#### Extract to read:

....................

Returns an exit code 0 if at least one is active, non-zero
otherwise. Unless --quiet is specified this will also print the
current unit state to STDOUT.
status [NAME...|PID...]
Show terse runtime status information about one or more units,
followed by its most recent log data from the journal. This
function is intended to generate human-readable output. If you are
looking for computer-parsable output, use show instead. If a PID is
passed information about the unit the process of the PID belongs to
is shown.
show [NAME...|JOB...]
Show properties of one or more units, jobs or the manager itself.
If no argument is specified properties of the manager will be
shown. If a unit name is specified properties of the unit is shown,
and if a job id is specified properties of the job is shown. By
default, empty properties are suppressed. Use --all to show those
too. To select specific properties to show use --property=. This
command is intended to be used whenever computer-parsable output is
required. Use status if you are looking for formatted
human-readable output.
help [NAME...|PID...]
Show manual pages for one or more units, if available. If a PID is
passed the manual pages for the unit the process of the PID belongs
to is shown.
reset-failed [NAME...]
Reset the 'failed' state of the specified units, or if no unit name
is passed of all units. When a unit fails in some way (i.e. process
exiting with non-zero error code, terminating abnormally or timing
out) it will automatically enter the 'failed' state and its exit
code and status is recorded for introspection by the administrator
until the service is restarted or reset with this command.
list-unit-files
List installed unit files.
enable [NAME...]
Enable one or more unit files or unit file instances, as specified
on the command line. This will create a number of symlinks as
encoded in the [Install] sections of the unit files. After the
symlinks have been created the systemd configuration is reloaded
(in a way that is equivalent to daemon-reload) to ensure the
changes are taken into account immediately. Note that this does not
have the effect that any of the units enabled are also started at
the same time. If this is desired a separate start command must be
invoked for the unit. Also note that in case of instance
enablement, symlinks named same as instances are created in install
location, however they all point to the same template unit file.
This command will print the actions executed. This output may be
suppressed by passing --quiet.
Note that this operation creates only the suggested symlinks for
the units. While this command is the recommended way to manipulate
the unit configuration directory, the administrator is free to make
additional changes manually, by placing or removing symlinks in the
directory. This is particularly useful to create configurations
that deviate from the suggested default installation. In this case
the administrator must make sure to invoke daemon-reload manually
as necessary, to ensure his changes are taken into account.
Enabling units should not be confused with starting (activating)
units, as done by the start command. Enabling and starting units is
orthogonal: units may be enabled without being started and started
without being enabled. Enabling simply hooks the unit into various
suggested places (for example, so that the unit is automatically
started on boot or when a particular kind of hardware is plugged
in). Starting actually spawns the daemon process (in case of
service units), or binds the socket (in case of socket units), and
so on.
Depending on whether --system, --user or --global is specified this
enables the unit for the system, for the calling user only or for
all future logins of all users. Note that in the latter case no
systemd daemon configuration is reloaded.

....................

#### Set exercise 1:
Count the lines of the records that contain the string "glow", and give only the number.
The command reference and the records are unrelated to each other.

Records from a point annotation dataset

....................

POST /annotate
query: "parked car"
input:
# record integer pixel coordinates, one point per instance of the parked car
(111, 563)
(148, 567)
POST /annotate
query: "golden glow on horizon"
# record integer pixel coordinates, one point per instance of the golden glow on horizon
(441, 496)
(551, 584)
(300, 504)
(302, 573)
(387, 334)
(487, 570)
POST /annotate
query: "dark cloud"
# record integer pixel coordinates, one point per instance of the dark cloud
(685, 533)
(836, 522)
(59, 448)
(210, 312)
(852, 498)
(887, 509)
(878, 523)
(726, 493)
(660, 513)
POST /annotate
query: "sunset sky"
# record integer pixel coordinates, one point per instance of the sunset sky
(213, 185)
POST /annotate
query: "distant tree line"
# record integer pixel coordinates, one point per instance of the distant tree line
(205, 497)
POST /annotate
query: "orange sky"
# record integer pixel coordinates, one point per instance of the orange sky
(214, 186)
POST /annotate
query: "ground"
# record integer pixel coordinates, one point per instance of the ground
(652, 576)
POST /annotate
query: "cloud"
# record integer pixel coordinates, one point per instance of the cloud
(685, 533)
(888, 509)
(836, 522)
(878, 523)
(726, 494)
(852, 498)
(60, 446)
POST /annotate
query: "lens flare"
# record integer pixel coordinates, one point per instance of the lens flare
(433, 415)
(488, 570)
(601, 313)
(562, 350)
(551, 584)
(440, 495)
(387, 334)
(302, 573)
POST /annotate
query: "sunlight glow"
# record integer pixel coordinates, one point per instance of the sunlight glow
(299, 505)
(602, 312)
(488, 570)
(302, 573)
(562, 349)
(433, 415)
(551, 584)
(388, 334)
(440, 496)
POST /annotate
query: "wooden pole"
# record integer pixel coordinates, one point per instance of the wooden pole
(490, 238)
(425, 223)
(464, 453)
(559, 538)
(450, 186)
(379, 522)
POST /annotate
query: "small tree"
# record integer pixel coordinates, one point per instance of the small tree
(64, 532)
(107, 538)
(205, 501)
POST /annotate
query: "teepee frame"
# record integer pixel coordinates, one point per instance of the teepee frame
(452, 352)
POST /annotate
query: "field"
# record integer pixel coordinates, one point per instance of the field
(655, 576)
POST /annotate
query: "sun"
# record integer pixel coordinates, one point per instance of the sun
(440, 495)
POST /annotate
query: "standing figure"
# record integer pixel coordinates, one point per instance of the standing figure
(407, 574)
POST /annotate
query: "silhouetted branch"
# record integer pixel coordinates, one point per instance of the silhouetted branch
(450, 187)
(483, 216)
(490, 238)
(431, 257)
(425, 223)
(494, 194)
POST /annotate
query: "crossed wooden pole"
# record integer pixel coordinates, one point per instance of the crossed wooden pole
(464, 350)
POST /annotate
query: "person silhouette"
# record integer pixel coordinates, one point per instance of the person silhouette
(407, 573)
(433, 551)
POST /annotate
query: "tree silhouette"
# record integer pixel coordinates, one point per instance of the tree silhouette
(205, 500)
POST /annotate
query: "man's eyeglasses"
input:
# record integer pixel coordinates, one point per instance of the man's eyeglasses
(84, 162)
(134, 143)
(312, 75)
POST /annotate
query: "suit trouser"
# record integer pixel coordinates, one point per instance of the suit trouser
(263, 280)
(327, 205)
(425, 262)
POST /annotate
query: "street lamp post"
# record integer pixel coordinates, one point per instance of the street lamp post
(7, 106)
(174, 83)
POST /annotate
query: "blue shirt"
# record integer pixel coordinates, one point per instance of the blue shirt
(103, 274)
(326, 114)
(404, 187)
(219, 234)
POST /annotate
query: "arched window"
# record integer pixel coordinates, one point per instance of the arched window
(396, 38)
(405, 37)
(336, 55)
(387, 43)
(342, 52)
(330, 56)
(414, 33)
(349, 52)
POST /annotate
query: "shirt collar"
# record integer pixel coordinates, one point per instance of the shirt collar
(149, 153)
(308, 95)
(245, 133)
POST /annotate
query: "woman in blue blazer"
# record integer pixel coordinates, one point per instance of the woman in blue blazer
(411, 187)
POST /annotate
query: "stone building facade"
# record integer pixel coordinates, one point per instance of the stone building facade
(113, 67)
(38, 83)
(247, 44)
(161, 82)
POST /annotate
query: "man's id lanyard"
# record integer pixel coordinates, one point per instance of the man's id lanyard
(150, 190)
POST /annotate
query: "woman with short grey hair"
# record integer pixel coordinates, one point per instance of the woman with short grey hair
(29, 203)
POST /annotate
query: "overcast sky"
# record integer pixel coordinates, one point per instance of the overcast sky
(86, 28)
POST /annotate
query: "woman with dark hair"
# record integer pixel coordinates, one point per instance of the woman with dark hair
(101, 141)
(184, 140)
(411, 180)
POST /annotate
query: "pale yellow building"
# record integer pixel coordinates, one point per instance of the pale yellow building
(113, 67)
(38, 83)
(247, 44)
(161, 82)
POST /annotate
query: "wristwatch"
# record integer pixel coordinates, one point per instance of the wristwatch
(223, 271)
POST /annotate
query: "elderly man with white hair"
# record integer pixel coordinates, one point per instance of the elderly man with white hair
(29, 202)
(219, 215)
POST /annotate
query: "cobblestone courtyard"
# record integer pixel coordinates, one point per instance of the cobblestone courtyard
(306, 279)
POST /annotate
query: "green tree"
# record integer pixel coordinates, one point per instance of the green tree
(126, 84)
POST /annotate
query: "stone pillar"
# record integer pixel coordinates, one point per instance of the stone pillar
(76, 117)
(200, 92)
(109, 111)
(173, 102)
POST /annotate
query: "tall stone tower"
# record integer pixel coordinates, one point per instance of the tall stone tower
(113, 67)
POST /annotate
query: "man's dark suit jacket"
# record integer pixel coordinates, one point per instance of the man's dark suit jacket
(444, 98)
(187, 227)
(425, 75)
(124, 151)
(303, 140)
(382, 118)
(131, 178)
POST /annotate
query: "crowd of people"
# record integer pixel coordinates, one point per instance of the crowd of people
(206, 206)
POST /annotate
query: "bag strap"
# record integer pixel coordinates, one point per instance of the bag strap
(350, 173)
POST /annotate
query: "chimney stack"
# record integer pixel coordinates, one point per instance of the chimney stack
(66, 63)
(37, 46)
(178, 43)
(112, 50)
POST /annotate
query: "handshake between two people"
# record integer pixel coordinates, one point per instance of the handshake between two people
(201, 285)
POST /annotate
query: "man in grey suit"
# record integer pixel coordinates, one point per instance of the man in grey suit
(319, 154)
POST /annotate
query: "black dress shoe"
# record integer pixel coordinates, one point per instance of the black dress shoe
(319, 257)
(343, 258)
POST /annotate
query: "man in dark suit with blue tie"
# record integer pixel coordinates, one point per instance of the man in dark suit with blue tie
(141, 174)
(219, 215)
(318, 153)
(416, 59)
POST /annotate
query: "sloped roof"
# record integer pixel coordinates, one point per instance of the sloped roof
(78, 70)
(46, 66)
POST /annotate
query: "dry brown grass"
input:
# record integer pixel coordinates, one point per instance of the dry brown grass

....................

#### Set exercise 2:
Reproduce the command reference starting at "help [NAME...|PID...]" and ending at "to is shown.", updating each "manual pages" to "man pages".

#### Task solution 1:
4

#### Task solution 2:
help [NAME...|PID...]
Show man pages for one or more units, if available. If a PID is
passed the man pages for the unit the process of the PID belongs
to is shown.